▶ Brano citato:
══════════

Sotto molti aspetti le elezioni primarie del 1996 somigliarono a quelle del 1984: un presidente in carica correva senza concorrenti del suo partito nelle primarie e poteva quindi indirizzare tutti i finanziamenti prima a rafforzare la sua posizione e poi ad indebolire quella del candidato dell'altro partito. Questo costituisce un vantaggio importantissimo per il candidato in carica, che può spendere 37 milioni di dollari in più per ciò che è sostanzialmente pubblicità per le elezioni politiche. Le pubblicità di Clinton contro Dole alla fine delle primarie e prima delle convention erano considerate molto efficaci e Dole non aveva le risorse per rispondere adeguatamente.
Egli dovette, al contrario, spendere molto nella campagna per le primarie
per distinguersi da una schiera di concorrenti che comprendeva l'opinionista
conservatore Patrick Buchanan, che raccolse miliardi contattando per posta
gli elettori, e l'uomo d'affari Steve Forbes, che spese 37 milioni di
dollari del suo patrimonio personale. Alla fine delle primarie Dole aveva
raggiunto il limite previsto dalla legge e la sua campagna fu seriamente
ostacolata fino alla convention del Partito repubblicano. Quest'ultimo
spese circa 20 milioni di dollari in pubblicità indiretta che contribuì alla
campagna di Dole (Colorado, 1997) e utilizzò contributi indiretti per
permettergli di viaggiare e contattare potenziali elettori repubblicani. I
democratici accusarono Dole di aver controllato queste spese, proprio come
Clinton poteva aver fatto con quelle del Partito democratico. Nel complesso,
tuttavia, in quel periodo Clinton fu chiaramente avvantaggiato dal punto di
vista finanziario.

══════════

▶ Materiale fornito:

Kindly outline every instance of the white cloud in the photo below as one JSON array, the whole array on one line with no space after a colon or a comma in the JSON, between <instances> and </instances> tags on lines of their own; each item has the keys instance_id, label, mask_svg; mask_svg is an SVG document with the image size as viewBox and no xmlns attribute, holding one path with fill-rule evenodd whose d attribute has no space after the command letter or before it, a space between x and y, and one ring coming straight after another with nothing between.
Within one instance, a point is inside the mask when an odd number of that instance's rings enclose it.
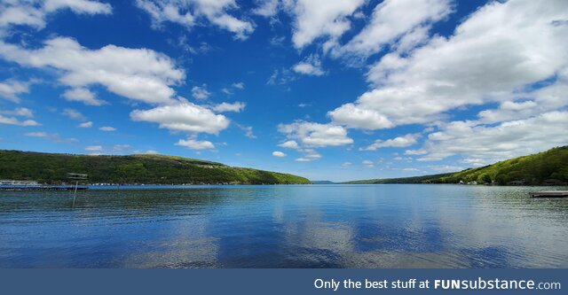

══════════

▶ Consegna A: Ricopia dal brano citato la parte che comincia con "Sotto molti aspetti" e va avanti fino a "per rispondere adeguatamente.".
▶ Consegna B: Nel brano citato, quanto spese il Partito repubblicano in pubblicità indiretta a favore della campagna di Dole?
▶ Consegna C: Scrivi l'elenco di tutte le persone chiamate per nome nel brano citato.

▶ Risposta svolta A:
Sotto molti aspetti le elezioni primarie del 1996 somigliarono a quelle del 1984: un presidente in carica correva senza concorrenti del suo partito nelle primarie e poteva quindi indirizzare tutti i finanziamenti prima a rafforzare la sua posizione e poi ad indebolire quella del candidato dell'altro partito. Questo costituisce un vantaggio importantissimo per il candidato in carica, che può spendere 37 milioni di dollari in più per ciò che è sostanzialmente pubblicità per le elezioni politiche. Le pubblicità di Clinton contro Dole alla fine delle primarie e prima delle convention erano considerate molto efficaci e Dole non aveva le risorse per rispondere adeguatamente.

▶ Risposta svolta B: Circa 20 milioni di dollari.

▶ Risposta svolta C: Clinton, Dole, Patrick Buchanan, Steve Forbes